• **Text extract**
+---+
11/06/2010

Finchley Central



The train has long figured in songs, especially in America where the long distances that can be travelled and the mythology of the hobo and the freight train have given the train a special significance. Stations, too, have often had a mention in lyrics, though usually - in contrast to the optimism and romance of trains - as a source of regret, sadness and saying good-bye: The Sundays' Cry, St Etienne’s Hobart Paving, Paul Simon’s Homeward Bound.

When you come to the London Underground , however, the field is pretty thin. The tube just does not have the same magic as the City of New Orleans. One of the best was the Jam’s Down in the Tube Station at Midnight, which captured perfectly the cold fear in 1970’s London of realising you are in the wrong place at the wrong time “I could smell their breath, They smelt of pubs and Wormwood Scrubs and too many right wing meetings...I’m down in the tube station at midnight’. It remained non-specific as to which station though. Belle & Sebastian and Gerry Rafferty name checked Mornington Crescent and Baker Street in the titles of their songs but lyrically go off on another direction altogether. Otherwise, there is Suggs’ Camden Town—and the New Vaudeville Band hit of 1967, Finchley Central.

The band is now best remembered, if at all, for their first record, Winchester Cathedral, but they did notch up 3 or 4 other hits, including Finchley Central, before the bubble burst. The group itself was hurriedly put together as a touring group after the unexpected success of Winchester Cathedral, recorded by session musicians as a project by its writer, Geoff Stephens, and were promoted in the manner of the Temperance Seven, who had enjoyed chart success in the early sixties-1920’s dance band music, Edwardian clothes and sideburns, singing through a megaphone Rudy Vallee style.
+---+
• **Recorded information**
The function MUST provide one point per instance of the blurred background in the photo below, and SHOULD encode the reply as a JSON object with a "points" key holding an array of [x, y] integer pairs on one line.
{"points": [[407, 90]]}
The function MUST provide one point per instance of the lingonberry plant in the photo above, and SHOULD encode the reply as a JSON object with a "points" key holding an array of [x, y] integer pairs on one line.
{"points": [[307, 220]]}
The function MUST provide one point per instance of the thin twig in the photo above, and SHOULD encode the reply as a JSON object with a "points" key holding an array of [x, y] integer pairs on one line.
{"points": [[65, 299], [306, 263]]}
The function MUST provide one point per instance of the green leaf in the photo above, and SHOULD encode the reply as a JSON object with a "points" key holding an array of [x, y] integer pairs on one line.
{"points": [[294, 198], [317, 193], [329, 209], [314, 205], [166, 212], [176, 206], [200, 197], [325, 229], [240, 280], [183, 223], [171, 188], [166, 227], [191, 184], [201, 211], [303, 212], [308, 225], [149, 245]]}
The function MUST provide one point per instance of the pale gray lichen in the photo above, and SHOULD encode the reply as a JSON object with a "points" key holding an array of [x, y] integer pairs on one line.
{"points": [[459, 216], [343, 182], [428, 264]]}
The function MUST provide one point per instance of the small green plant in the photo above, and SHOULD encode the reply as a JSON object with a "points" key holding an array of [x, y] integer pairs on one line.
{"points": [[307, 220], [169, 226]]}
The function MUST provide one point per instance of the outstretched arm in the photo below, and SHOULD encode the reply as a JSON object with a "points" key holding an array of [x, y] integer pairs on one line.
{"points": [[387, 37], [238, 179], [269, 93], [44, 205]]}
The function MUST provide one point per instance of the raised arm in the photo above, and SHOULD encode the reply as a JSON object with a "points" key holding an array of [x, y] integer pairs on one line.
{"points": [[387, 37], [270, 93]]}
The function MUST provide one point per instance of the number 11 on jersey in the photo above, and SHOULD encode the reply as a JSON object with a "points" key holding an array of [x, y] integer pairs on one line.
+---+
• **Directive**
Do these statements agree with the piece on songs about the London Underground? (a) The Jam's song names the station where it is set. (b) Winchester Cathedral was recorded by session musicians. (c) Finchley Central was a 1967 hit for the New Vaudeville Band. Answer yes or no for each, quoting the words that decide it.

• **Result of this exercise**
(a) No: "It remained non-specific as to which station though."
(b) Yes: "recorded by session musicians as a project by its writer, Geoff Stephens"
(c) Yes: "the New Vaudeville Band hit of 1967, Finchley Central"